“L’estate del mondo” nei versi di Gabriele Galloni.

Intravedere la chiusura del cerchio nell’opera di un giovane poeta come Gabriele Galloni (classe 1995) è forse un abbaglio, tuttavia, la raccolta L’estate del mondo (Marco Saya, 2019) ha tutta l’aria di completare una circonferenza, nella speranza che Gabriele non abbandoni così precocemente il suo raffinato compasso.
Considerando le sue pubblicazioni prima della silloge in questione e senza dimenticarci della provocazione di Olimpia Buonpastore, L’estate del mondo contiene tutte le versioni del Galloni poeta e personaggio, chiudendo idealmente, per l’appunto, il cerchio, e unendo i punti che – alcuni collocati apparentemente a notevoli distanza fra loro – sono invece accomunati da coerenza stilistica e tematica.
* * * *
* LE TUE ISTRUZIONI *
Prosegui il testo su «L'estate del mondo» di Gabriele Galloni, riprendendo subito dopo l'ultima frase riportata.

Voci di annotazione delle regioni
* * * *
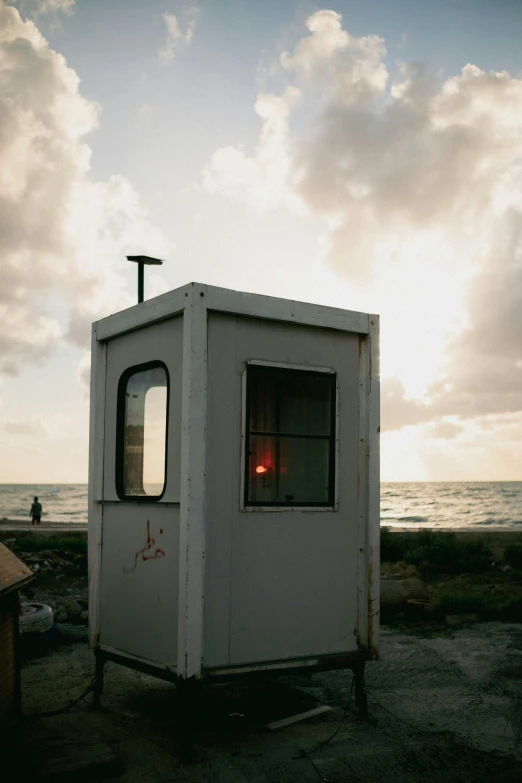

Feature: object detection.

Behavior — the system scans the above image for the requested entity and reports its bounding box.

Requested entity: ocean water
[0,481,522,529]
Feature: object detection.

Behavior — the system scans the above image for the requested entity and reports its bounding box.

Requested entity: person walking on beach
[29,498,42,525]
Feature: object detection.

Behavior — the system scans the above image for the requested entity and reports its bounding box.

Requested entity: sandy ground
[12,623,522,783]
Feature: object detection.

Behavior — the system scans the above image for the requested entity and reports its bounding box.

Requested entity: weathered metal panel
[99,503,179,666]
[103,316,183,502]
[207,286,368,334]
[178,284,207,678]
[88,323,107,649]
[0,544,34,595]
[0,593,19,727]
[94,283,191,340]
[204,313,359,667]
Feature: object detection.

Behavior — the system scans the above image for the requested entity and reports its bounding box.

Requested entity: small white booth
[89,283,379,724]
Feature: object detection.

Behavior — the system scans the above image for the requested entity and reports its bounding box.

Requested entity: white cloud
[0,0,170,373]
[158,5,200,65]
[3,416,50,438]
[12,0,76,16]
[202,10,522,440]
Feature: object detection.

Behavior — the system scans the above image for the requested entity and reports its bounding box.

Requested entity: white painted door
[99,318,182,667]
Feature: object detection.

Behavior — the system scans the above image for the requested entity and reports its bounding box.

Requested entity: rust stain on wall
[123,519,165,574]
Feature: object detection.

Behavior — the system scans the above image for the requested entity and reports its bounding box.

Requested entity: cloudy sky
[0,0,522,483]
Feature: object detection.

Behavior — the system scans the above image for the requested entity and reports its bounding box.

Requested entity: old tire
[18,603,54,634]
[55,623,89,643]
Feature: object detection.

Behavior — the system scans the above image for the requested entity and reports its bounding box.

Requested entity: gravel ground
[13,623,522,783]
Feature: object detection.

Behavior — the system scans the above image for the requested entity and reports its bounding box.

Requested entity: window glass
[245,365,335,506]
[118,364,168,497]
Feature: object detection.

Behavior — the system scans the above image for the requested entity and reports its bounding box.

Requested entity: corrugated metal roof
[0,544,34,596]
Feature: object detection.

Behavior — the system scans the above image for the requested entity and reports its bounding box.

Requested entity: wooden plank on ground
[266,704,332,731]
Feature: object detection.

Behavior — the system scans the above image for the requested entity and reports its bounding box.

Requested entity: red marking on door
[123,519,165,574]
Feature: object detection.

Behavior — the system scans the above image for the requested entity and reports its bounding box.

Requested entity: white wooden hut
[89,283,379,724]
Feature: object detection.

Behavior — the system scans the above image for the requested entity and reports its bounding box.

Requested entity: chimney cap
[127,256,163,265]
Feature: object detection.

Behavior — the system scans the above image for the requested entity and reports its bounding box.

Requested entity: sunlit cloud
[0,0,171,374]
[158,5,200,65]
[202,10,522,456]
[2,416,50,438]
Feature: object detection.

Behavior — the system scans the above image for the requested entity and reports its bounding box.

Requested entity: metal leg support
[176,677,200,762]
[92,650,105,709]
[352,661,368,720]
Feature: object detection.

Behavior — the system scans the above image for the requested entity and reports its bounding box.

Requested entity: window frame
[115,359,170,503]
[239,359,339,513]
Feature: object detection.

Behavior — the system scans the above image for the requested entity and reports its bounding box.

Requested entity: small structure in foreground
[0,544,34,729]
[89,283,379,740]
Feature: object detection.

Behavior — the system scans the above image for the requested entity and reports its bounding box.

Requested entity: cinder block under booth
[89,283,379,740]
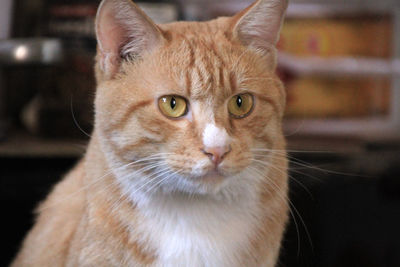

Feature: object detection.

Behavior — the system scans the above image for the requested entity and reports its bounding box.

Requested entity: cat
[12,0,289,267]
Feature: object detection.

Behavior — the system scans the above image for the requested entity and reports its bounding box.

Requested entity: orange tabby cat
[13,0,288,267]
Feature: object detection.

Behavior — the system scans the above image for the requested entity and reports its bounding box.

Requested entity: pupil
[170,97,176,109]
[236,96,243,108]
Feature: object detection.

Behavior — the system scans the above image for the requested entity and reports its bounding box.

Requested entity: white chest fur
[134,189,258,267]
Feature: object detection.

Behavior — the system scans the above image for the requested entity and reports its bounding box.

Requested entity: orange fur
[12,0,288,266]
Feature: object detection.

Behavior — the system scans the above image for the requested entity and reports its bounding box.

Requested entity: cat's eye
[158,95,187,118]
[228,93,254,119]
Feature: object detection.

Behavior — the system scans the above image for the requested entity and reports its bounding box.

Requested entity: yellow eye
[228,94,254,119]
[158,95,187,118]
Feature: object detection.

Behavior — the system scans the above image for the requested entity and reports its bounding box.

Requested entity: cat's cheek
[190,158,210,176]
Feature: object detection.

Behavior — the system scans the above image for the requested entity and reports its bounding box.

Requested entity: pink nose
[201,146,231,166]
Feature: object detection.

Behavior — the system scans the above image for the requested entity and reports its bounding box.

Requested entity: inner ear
* * * *
* SVOLGIMENTO DEL COMPITO *
Vorrei evitare ogni fraintendimento: io non sono interessato alle infinite e spossanti discussioni intorno a Galloni e alla poesia in generale, men che meno alle sue iniziative dissacranti: Galloni è un poeta di pregiato conio, nonché un giovane coraggiosamente incauto (ho il doppio dei suoi anni e credo di poterlo affermare) e totalmente immerso nel suo tempo, tempo che comprende (quale dimensione aggiuntiva) la “relativa perpetuità” della rete e delle possibilità dalla rete offerte, che Galloni dimostra di usare con non poco acume.
Ecco, quindi, il poeta in tutte le sue sfaccettature.
L’endecasillabo la fa da padrone, ma ci sono dei sapienti sconfinamenti in settenario.
Ritroviamo degli accenni al suo libro forse più noto (In che luce cadranno), ma anche ai temi incontrati nei racconti di Sonno giapponese.
Incappiamo, inoltre, in alcuni versi che odorano di Buonpastore, il tutto fuso in una raccolta omogenea, a indicare la crescita e l’evoluzione del poeta.
È un Galloni lirico, a tratti incantato (la luna compare in diverse poesie). L’Io ci parla di emozioni, alcune volte sfumate, dietro le righe.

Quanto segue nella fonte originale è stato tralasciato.